- **Required task**:
Rewrite every row from the line containing "Where can you spot the sandy" through the end of the rows, keeping the requests, and rescale each coordinate in the answers by multiplying it by 1.1 and rounding to the nearest whole number, with halves rounded up. Leave the pictures out of your answer.

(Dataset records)
------

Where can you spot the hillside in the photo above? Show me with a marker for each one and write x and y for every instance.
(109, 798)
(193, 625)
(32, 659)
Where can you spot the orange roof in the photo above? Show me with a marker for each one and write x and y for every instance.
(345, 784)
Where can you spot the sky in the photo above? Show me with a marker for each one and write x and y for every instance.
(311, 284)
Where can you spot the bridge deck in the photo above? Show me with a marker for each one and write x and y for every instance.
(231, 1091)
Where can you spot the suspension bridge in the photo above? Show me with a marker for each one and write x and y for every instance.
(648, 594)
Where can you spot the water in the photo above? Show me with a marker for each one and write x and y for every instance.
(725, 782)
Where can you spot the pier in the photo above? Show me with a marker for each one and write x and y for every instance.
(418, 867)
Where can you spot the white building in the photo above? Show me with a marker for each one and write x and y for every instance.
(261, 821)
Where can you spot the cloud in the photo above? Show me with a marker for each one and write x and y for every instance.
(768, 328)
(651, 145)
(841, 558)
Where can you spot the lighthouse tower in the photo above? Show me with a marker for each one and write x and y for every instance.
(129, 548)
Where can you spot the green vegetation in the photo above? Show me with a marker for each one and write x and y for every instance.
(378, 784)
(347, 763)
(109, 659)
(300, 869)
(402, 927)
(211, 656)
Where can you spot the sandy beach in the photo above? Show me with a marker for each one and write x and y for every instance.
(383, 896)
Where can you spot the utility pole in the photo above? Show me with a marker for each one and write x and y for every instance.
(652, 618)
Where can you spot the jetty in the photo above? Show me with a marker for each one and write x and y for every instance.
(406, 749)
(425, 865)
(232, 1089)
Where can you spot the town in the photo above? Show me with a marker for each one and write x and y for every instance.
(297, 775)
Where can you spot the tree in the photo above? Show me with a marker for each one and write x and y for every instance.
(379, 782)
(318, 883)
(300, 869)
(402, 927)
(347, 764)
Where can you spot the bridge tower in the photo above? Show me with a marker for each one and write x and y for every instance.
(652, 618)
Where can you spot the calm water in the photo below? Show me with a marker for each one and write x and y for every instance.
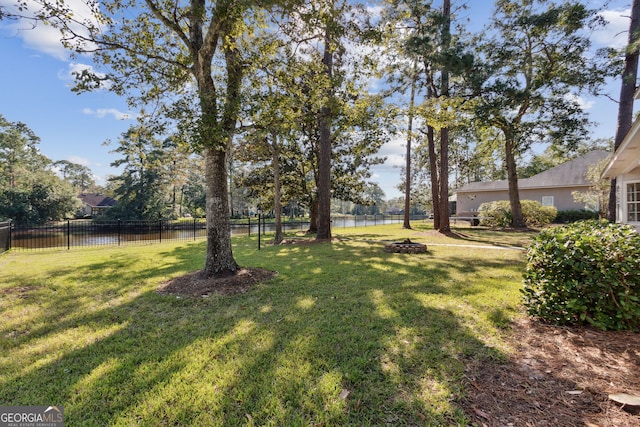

------

- **Complete answer**:
Where can you spot the sandy beach in the photo above? Show me with a marker for each one and write x and y for every instance.
(421, 986)
Where can you spot the utility pole in the photo above? Show me with a marker for each one and write x and y for every instance.
(717, 680)
Where can you spot the jetty in the photo above? Show me with a marker for each one and write x and y for every instance.
(447, 824)
(468, 952)
(255, 1198)
Where can you spot the town in the photo above? Show me with a marker for each one and write x and y for every instance.
(327, 853)
Where can you spot the tree in the photo above? Show me with a marker for each one and write x and y for every instance.
(417, 860)
(350, 971)
(330, 956)
(442, 1020)
(382, 840)
Where can you spot the bridge tower in the photo above? Show me with a marker for each one and write x and y for every instance.
(717, 680)
Where can you spot the calm water in the photo below? Show me with a marker for each one and write x and y for every instance.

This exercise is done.